> _GOAL_
Please copy the lines of the material starting at "Target: grassy hillside" and ending at "84 368 L 131", putting "boundary" in place of "outline" and leaving everything else as it is.

> _RECORDS FOR THE EXERCISE_
:::

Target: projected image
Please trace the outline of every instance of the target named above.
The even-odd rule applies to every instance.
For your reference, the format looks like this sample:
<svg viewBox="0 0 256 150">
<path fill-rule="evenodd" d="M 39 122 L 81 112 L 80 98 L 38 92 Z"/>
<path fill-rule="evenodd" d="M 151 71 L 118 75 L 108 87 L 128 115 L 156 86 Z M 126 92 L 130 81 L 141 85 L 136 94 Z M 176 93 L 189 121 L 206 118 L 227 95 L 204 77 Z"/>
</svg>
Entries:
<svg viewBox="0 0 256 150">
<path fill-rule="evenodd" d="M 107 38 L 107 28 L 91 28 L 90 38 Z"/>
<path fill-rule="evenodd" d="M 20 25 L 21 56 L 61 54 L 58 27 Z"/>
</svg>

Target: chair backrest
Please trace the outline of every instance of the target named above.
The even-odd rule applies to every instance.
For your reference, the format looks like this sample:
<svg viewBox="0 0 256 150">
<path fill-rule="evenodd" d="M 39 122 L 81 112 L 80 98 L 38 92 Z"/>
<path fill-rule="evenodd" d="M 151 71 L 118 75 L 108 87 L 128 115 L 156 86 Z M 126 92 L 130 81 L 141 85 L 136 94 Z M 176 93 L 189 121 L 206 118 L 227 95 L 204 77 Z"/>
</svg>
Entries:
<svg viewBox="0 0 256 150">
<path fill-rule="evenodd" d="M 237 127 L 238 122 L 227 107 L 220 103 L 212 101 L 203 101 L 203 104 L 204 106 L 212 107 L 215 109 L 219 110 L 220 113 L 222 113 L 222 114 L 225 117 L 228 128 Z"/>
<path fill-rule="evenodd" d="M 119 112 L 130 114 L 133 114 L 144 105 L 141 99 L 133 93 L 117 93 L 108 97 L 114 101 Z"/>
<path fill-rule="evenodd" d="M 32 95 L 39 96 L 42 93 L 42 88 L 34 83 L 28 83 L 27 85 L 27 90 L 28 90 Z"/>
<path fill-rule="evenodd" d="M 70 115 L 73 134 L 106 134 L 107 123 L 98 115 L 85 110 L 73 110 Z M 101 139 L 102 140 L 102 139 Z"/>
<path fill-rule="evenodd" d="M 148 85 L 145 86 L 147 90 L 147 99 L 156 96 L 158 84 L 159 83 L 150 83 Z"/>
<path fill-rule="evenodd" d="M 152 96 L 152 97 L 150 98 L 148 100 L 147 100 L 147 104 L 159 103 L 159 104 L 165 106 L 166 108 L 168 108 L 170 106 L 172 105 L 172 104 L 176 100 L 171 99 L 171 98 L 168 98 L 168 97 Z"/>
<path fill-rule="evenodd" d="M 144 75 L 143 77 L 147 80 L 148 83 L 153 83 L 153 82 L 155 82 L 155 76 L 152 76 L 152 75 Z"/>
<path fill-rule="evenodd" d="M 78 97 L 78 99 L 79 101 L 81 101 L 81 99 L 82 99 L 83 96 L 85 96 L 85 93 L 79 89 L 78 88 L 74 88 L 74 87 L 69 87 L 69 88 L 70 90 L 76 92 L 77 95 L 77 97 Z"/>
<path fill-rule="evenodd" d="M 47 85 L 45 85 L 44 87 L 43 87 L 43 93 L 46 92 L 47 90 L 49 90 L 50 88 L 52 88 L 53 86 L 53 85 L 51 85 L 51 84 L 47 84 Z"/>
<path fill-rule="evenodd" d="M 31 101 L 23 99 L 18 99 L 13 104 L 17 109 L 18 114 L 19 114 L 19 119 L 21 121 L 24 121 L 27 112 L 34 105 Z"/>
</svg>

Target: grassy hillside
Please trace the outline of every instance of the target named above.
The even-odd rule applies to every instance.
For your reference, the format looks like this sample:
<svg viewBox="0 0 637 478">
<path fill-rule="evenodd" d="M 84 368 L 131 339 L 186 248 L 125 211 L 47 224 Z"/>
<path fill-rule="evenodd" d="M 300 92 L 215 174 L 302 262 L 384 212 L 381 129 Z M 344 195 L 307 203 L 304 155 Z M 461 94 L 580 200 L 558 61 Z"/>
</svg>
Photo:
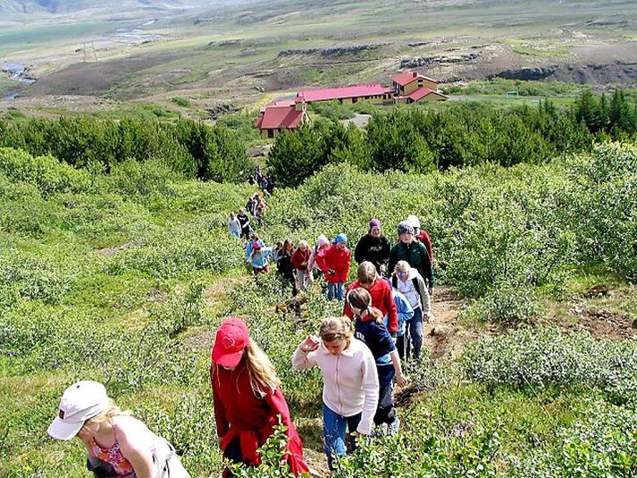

:::

> _WRITTEN ANSWER_
Target: grassy hillside
Please trace the boundary of every instance of the target named above.
The even-odd rule applies to every instance.
For your reference, the format looks like this sample:
<svg viewBox="0 0 637 478">
<path fill-rule="evenodd" d="M 84 368 L 131 339 L 186 248 L 125 211 L 47 224 Z"/>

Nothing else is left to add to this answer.